Entries provided
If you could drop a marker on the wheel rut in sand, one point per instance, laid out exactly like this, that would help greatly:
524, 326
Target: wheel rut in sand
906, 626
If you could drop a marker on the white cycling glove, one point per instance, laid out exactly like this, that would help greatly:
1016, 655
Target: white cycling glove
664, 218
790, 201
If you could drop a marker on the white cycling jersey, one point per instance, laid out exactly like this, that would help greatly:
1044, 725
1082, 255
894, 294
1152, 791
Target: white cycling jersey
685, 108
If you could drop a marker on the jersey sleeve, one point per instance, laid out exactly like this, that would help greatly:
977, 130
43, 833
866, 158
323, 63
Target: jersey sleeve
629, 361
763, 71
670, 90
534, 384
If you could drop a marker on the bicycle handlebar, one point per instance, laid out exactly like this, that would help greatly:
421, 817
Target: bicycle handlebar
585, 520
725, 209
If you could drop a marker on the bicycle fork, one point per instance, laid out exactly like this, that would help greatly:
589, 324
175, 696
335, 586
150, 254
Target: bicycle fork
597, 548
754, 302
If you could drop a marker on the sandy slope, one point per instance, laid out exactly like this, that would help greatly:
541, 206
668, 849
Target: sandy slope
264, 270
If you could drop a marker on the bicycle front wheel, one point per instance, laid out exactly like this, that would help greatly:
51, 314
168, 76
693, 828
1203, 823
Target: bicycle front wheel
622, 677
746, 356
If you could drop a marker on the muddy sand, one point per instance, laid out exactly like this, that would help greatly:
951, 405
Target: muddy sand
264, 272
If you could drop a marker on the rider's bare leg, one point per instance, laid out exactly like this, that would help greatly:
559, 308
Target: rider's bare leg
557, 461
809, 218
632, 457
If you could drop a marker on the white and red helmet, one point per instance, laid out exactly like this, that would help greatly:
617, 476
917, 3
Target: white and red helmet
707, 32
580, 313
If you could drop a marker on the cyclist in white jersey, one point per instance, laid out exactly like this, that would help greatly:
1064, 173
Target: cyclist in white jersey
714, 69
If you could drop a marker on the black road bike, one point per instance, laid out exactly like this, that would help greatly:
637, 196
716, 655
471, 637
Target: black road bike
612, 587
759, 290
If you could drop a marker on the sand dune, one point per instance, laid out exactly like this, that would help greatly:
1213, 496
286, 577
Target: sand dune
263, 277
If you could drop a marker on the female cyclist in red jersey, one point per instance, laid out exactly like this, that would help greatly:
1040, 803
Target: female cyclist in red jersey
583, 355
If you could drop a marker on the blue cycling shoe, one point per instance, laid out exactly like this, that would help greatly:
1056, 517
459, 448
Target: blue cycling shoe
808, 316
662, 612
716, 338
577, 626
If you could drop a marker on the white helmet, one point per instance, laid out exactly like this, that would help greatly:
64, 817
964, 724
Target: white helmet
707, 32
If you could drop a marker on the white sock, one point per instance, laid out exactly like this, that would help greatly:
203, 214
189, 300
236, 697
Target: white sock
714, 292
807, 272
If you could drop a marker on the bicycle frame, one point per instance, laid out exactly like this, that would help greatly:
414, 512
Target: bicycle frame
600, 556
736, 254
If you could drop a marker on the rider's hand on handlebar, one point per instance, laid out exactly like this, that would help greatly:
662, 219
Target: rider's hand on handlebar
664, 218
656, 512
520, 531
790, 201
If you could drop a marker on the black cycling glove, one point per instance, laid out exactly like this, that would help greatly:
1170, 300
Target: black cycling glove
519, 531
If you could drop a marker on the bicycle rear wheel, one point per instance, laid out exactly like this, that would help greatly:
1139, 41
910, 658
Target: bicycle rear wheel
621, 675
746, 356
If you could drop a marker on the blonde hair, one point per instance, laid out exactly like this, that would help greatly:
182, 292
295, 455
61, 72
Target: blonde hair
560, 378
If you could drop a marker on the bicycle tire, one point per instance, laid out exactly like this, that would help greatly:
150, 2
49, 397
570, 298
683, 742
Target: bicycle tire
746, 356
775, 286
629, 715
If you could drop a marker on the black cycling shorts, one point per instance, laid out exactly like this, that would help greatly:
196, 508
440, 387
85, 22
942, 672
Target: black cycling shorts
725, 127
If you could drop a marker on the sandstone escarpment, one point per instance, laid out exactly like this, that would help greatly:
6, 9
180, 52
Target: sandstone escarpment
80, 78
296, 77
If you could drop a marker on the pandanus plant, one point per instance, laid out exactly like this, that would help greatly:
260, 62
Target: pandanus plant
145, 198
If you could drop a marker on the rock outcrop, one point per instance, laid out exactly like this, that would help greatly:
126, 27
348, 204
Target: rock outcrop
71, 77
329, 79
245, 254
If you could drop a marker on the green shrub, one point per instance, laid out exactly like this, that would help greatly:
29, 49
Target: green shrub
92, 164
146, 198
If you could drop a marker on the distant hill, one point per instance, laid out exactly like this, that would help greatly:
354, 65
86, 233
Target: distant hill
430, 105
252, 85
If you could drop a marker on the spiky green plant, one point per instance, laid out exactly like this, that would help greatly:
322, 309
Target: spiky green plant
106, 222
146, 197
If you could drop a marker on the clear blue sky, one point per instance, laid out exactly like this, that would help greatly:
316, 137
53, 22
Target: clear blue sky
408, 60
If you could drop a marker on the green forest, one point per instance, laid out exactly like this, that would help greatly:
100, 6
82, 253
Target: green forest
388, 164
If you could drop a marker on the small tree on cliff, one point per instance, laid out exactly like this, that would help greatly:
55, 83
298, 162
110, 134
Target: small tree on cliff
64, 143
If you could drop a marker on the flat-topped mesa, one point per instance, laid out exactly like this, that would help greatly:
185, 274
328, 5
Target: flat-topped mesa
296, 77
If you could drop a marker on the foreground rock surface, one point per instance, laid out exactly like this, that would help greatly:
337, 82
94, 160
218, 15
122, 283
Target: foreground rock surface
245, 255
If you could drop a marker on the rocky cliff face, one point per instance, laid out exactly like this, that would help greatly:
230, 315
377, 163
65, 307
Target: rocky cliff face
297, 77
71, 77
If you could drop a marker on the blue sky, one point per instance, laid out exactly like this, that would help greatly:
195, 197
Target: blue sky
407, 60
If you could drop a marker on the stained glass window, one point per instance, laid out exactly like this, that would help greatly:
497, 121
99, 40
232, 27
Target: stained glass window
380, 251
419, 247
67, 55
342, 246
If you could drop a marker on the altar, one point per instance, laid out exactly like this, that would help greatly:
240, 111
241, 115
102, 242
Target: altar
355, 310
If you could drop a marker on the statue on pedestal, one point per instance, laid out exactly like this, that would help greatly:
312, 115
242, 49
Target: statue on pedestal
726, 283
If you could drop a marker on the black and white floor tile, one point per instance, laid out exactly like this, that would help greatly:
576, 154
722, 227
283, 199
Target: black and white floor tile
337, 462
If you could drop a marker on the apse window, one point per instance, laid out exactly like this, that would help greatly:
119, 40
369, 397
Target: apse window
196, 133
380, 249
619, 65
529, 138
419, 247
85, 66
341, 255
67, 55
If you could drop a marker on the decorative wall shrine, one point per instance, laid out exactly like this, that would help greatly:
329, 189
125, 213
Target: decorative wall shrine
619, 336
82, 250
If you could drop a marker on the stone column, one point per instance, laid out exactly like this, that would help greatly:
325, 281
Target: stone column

What is needed
Please copy each line of the material that contains the word "column".

Finished exercise
If you could drop a marker on the stone column, one point per instance, laid out exactly like this, that would help greatly:
Target: stone column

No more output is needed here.